■ WHAT YOU NEED TO DO:
1: Answer these questions using the post on the plague in France:
(a) In what month and year, and in which city, did the plague arrive in France?
(b) How many deaths did the priest of Givry register in 1348?
(c) How many Jews were burnt in Toulon in April 1348?
2: Can you copy word for word the part of the post on the plague in France that opens with the words containing "I was asked" and closes with "free to do so."?
3: Could you carry on the post on the plague in France, picking up after its final sentence?

■ SELECTED EXTRACT:
::::::

I was asked a post about the plague in France. I’m not a medievalist or a specialist about the epidemy, so if anyone has remarks or wants to add something, feel free to do so.
The plague arrived in France in November 1347, in Marseilles. The Kingdom was already dealing with some hardships at that period: the harvests around 1310-15 were disastrous because of a large amount of rain, and since 1337, France was at war with England.
The epidemy spread following the rivers : between February and May 1348, Narbonne, Montpellier, and Carcassone were touched, Toulouse in April 1348, Agen a month later; between June and August, the plague reached Bordeaux, Lyon, and Paris, then Burgundy, Normandy… Close to France, some region were spared : Navarre, and some in the actual Belgium.
Touching indistictely children and adults, it is estimated that the epidemy caused the death of around half of the European population. But that number varies, depending of the regions. In Normandy, Dauphiné, or Provence, the estimation is around 60% of the population. In Burgundy, in the town of Givry, the priest noticed that instead of burying around 30 people per year as he was used to, he registered 649 deaths in 1348. In the parish of Saint Germain l’Auxerrois, the biggest in Paris, 3116 deaths were registered between the 25th of April 1349 and the 20th of June 1350. The epidemy also touched any social class : for exemple Bonne de Luxembourg, wife of the future King Jean II le Bon died in 1349.
The epidemy came back later in the century (1360-62; 1366-69; 1374-75; 1400; 1407…)
Doctors were unable to find the cause of disease. Some blamed it on the corrumption of air, provoqued by a conjonction of the planets (according to the Paris Consilium, a comittee from the University of Paris, when asked by King Philippe VI). The will to find culprits aroused attacks against foreigners, clerics, or even beggars. The image of beggars changed : from the ones living as Jesus commanded, they became responsible from spreading the disease and were evicted. Jews suffered persecutions. I know Strasbourg wasn’t French at the period, but for exemple, around 900 Jews were burnt in the city on the 14th of February 1349. 40 Jews were burnt in Toulon in April 1348.

::::::

■ GIVEN INFORMATION:
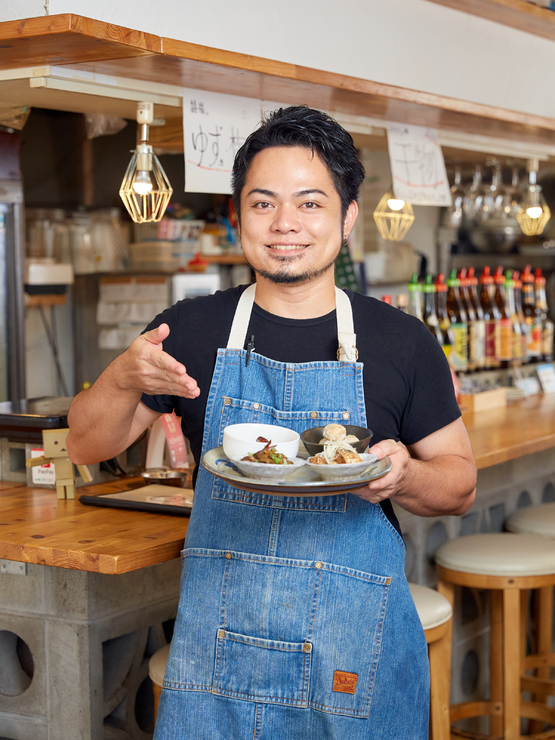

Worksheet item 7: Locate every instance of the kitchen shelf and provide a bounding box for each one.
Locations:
[0,14,555,146]
[429,0,555,41]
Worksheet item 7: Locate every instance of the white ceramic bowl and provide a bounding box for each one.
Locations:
[223,423,300,464]
[231,457,306,483]
[306,452,378,480]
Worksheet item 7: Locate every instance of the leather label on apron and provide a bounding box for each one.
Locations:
[328,671,358,694]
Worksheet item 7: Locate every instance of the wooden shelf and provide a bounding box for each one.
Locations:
[0,14,555,145]
[429,0,555,41]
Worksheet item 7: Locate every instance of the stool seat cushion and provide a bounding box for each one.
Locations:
[148,645,170,686]
[409,583,453,630]
[505,503,555,538]
[435,532,555,577]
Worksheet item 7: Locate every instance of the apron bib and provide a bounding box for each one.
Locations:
[155,285,429,740]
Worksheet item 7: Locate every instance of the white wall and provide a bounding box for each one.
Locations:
[6,0,555,118]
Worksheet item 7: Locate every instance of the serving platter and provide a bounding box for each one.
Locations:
[201,447,392,496]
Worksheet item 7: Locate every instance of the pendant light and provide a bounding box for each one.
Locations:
[374,191,414,242]
[516,159,551,236]
[119,103,173,224]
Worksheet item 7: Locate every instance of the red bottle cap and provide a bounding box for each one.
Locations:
[435,272,447,293]
[480,265,493,285]
[493,265,505,285]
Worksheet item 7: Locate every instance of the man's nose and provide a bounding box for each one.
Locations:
[272,204,301,233]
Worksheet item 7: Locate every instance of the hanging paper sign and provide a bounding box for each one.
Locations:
[183,89,260,193]
[387,123,452,206]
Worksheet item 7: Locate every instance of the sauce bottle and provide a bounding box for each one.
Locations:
[435,272,454,367]
[480,266,500,370]
[447,270,468,372]
[466,267,486,370]
[505,270,523,367]
[423,275,443,347]
[513,270,529,363]
[521,265,542,362]
[493,267,513,368]
[534,267,554,362]
[407,273,424,321]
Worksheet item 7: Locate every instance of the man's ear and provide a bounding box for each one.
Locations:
[343,200,358,235]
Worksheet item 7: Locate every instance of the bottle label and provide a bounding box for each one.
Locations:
[468,320,486,368]
[485,319,499,365]
[497,319,513,362]
[526,316,542,357]
[450,323,468,372]
[542,321,554,358]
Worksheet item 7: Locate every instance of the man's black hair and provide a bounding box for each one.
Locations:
[231,105,364,218]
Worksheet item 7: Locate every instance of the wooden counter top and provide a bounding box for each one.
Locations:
[463,394,555,470]
[0,394,555,574]
[0,478,189,575]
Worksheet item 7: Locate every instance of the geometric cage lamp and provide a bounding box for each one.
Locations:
[373,192,414,241]
[516,159,551,236]
[119,103,173,224]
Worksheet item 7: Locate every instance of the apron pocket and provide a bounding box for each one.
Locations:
[212,629,312,707]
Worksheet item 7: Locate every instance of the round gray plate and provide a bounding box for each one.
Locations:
[201,447,392,496]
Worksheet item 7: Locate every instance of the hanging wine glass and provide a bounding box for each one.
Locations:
[464,164,486,221]
[486,160,508,220]
[446,165,466,229]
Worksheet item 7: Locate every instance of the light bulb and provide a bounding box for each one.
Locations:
[526,206,543,218]
[387,198,405,211]
[132,170,152,195]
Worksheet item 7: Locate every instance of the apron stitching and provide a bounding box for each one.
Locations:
[306,567,323,641]
[268,509,282,555]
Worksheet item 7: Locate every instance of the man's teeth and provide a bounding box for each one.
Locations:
[270,244,306,252]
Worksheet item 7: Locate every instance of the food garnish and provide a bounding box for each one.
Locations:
[308,424,362,465]
[241,437,293,465]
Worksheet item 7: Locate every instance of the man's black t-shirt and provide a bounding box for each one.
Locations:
[142,286,460,528]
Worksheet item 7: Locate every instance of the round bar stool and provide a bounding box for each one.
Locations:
[148,644,170,723]
[505,503,555,728]
[436,532,555,740]
[409,583,453,740]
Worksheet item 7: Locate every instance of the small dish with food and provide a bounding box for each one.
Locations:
[222,423,300,460]
[306,452,378,481]
[301,423,373,455]
[231,440,306,483]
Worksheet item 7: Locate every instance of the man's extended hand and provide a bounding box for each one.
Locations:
[117,324,200,398]
[351,439,410,504]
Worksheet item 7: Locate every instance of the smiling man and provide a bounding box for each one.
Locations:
[68,106,476,740]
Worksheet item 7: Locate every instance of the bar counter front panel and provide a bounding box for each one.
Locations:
[0,394,555,740]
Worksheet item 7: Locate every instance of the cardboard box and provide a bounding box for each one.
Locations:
[460,388,507,411]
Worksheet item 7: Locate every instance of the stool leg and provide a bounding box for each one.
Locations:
[428,620,452,740]
[490,591,503,737]
[502,588,521,740]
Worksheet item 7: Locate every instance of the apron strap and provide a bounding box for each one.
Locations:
[227,283,256,349]
[227,283,358,362]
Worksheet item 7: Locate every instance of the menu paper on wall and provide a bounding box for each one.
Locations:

::::::

■ ANSWER SECTION:
1:
(a) November 1347, in Marseilles.
(b) 649.
(c) 40.

2:
I was asked a post about the plague in France. I’m not a medievalist or a specialist about the epidemy, so if anyone has remarks or wants to add something, feel free to do so.

3:
Technics to prevent the spread of the diseased appeared (quarantine, desinfection) but since rats were the vector of the plague, it wasn’t enough. Some people fled their home to avoid the epidemy; complete desertion of villages/towns occured for 2000 villages in France.
To protect themselves, people increased their devotion to protective figures of the Saints, such as Saint Sebastian, Saint Louis or, after the 15th century, Saint Roch, but also of the Virgin Mary. Prayers, processions, or supplications increased. In Rouen, gaming, alcohol, and swearing were forbidden. The fear of death increased, and this preoccupation was reflected through art. For exemple, the Danse Macabre embodies equality of men in front of death as well as the anxiety it caused. The relationship with death changes : before the Plague, the dead would be mourned by their family; now they could be buried in common graves without any one to accompagny them.
The epidemy transformed the society. The death of farmers enabled some lords to increase the size of their own lands. Livestock farming also increased. The population in towns didn’t lower as much as in the countryside as they welcomed refugees; and the death of workers increased the salary. The moving of population provoked a rise of violence and delinquency.